Leave out the pictures and copy each record below exactly.

· · · ·

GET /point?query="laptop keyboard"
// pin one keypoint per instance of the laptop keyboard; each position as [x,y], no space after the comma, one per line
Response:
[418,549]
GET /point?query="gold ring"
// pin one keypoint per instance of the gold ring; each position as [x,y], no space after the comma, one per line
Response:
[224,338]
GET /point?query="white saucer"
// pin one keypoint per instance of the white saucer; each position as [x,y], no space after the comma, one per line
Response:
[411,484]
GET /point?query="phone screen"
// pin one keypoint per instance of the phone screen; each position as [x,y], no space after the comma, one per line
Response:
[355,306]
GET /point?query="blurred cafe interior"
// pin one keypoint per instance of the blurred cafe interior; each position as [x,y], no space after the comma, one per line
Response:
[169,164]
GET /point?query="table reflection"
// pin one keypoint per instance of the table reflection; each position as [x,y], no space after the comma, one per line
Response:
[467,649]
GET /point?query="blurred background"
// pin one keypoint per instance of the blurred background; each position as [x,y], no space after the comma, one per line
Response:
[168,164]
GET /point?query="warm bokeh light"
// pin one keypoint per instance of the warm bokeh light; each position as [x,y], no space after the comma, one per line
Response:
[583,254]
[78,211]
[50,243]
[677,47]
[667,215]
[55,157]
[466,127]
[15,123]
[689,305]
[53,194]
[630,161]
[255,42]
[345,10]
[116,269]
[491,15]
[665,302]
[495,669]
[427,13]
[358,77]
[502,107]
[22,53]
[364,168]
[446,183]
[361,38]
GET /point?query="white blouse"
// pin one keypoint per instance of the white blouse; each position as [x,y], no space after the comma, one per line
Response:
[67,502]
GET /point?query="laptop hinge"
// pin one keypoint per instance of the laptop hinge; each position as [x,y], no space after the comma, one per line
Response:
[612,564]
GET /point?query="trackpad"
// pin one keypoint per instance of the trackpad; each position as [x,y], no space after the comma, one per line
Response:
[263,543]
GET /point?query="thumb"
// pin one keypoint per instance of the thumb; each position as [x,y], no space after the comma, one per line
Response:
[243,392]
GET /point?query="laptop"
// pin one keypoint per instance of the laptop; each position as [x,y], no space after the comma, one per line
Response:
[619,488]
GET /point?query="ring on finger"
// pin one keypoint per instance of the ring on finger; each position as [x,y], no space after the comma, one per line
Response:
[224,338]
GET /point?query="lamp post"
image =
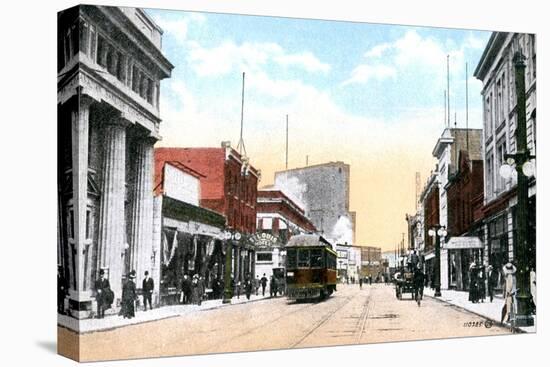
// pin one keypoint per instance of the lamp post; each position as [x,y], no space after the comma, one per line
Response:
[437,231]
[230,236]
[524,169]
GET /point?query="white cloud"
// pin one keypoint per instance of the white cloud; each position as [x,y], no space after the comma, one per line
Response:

· · · ·

**RESULT OF THE EXERCISE:**
GET /point?query="laptop keyboard"
// pin one keypoint per instance of the laptop keyboard; each position as [x,y], no space after the comma, one per line
Response:
[418,549]
GET /point?query="gold ring"
// pin one keypoint per instance of the gold ring; each position as [x,y], no space after the comma, one per line
Response:
[224,338]
GET /point?query="white saucer"
// pin one keypoint per instance of the white saucer; each position as [x,y], no space after the comma, one per line
Response:
[411,484]
GET /point?query="phone screen"
// pin one keypoint per instance of the phone screen; each position as [x,y], no space after the comma, one per line
Response:
[355,306]
GET /point?query="blurred cafe interior"
// pin one keypoint per instance of the blurred cafe interior; each position as [x,y], no space after the comma, one per line
Response:
[169,164]
GET /point?query="table reflection"
// pin one keypoint per instance of the table reflection; each position as [x,y], no space after the comma, one per line
Response:
[467,649]
GET /point?query="blurred background"
// pin one keypoint per instance of the blurred background; each position as [x,y], no space after the comma, one per line
Response:
[168,164]
GET /point?query="warm bokeh light"
// pin one keypoint per instance of the warm bokeh light; each position as [x,y], no space after the comma, one per line
Response:
[583,254]
[78,211]
[50,243]
[677,47]
[667,215]
[55,157]
[466,127]
[15,123]
[689,305]
[53,194]
[630,161]
[255,42]
[345,10]
[116,269]
[491,15]
[665,302]
[495,669]
[427,13]
[358,77]
[502,107]
[22,53]
[364,168]
[446,183]
[361,38]
GET /point?query="white blouse"
// pin one keypoint per instance of the white blouse; each position as [x,y], no space after the comma, one per line
Response:
[67,502]
GET /point?query="laptop hinge"
// pin one keypoint per instance of the laptop hinge; each position as [x,y], no space after the comma, one per line
Response:
[612,564]
GET /point?query="trackpad"
// pin one keypoint per instance of the trackpad; each position as [x,y], no space after the comma, one per line
Response:
[263,543]
GET /point?query="thumb"
// pin one keypoint per instance of the thumb; each position as [x,y], no space after the comma, one per line
Response:
[243,392]
GET /point?query="laptop"
// pin one keypoint per instance of the laptop; each position as [x,y], no space after the comma, one per line
Response:
[619,488]
GET /point?query="ring on finger"
// pin one keypoint per instance of the ring on finger; each position as [x,y], no space after the comma, one per line
Response:
[224,338]
GET /point?query="lamp post"
image =
// pin one keypoint per instance of the lamp post; each position as [x,y], no space after the comma, one per line
Response:
[437,231]
[230,236]
[524,169]
GET /point?query="white cloud"
// pin one keypoint per instance of the white cloud; each position as [x,y], no space after the comma, one per line
Response:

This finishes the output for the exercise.